§ **What the task asks**
Rewrite only the lines of the material below from the line with "the blurred tree" up to and including the line with "x=278, y=218", keeping every other word as it is but multiplying each x and y coordinate in the answers by 1.3 and rounding to a whole number, with halves rounded up.
▼
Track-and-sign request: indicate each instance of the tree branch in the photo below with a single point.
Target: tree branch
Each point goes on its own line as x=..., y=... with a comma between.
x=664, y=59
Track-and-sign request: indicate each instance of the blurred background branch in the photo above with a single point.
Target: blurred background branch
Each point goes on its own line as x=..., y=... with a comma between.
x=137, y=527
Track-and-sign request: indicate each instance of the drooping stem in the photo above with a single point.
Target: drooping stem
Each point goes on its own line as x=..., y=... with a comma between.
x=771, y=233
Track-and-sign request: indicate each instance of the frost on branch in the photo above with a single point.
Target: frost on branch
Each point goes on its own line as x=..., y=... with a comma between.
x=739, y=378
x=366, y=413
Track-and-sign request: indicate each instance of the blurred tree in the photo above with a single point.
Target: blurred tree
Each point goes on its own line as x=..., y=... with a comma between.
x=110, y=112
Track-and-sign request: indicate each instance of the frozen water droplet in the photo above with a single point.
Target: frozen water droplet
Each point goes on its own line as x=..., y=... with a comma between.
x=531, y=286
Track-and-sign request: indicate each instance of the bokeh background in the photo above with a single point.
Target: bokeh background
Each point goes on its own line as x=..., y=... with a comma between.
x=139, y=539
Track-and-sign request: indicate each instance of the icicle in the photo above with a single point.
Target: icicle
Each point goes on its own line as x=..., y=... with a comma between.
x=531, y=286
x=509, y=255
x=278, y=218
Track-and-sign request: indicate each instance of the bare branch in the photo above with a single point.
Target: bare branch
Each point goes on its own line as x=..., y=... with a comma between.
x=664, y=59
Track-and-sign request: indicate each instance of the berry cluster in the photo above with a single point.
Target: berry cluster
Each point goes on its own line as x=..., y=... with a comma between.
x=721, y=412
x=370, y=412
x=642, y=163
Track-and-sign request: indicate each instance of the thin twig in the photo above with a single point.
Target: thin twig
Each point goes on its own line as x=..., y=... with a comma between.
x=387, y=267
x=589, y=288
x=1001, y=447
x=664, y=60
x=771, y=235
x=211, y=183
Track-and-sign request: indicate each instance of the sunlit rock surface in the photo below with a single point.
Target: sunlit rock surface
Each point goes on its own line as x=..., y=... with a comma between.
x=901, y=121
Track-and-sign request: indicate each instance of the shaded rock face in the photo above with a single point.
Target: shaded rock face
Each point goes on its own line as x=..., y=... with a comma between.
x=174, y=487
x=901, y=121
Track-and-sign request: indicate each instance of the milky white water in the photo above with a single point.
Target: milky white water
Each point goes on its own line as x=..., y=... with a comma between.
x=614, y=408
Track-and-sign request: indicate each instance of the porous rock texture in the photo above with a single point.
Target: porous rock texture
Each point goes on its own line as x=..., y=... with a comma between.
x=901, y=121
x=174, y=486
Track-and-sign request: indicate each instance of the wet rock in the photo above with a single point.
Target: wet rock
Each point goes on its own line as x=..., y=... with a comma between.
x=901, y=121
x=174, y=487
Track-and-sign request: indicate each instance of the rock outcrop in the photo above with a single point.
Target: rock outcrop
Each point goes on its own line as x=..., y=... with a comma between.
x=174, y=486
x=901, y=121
▲
§ **Written reply**
Track-and-sign request: indicate each instance of the blurred tree in the photo above with a single point.
Target: blurred tree
Each point goes on its own line as x=..., y=... with a comma between.
x=143, y=146
Track-and-sign request: indicate each instance of the frozen water droplet in the photo above with a single point.
Target: frozen water droplet
Each point goes on its own line as x=..., y=... with a comma between.
x=690, y=372
Track-and-sign request: indicate each instance of the bokeh background in the photo above with a single point.
Target: bokeh background
Each point goes on its own line as x=..., y=... with a comma between.
x=181, y=701
Track-and-sign request: indicate each instance of the icicle in the photo above with a single point.
Target: icicle
Each point goes on its own line as x=..., y=... with a comma between.
x=690, y=372
x=662, y=332
x=361, y=283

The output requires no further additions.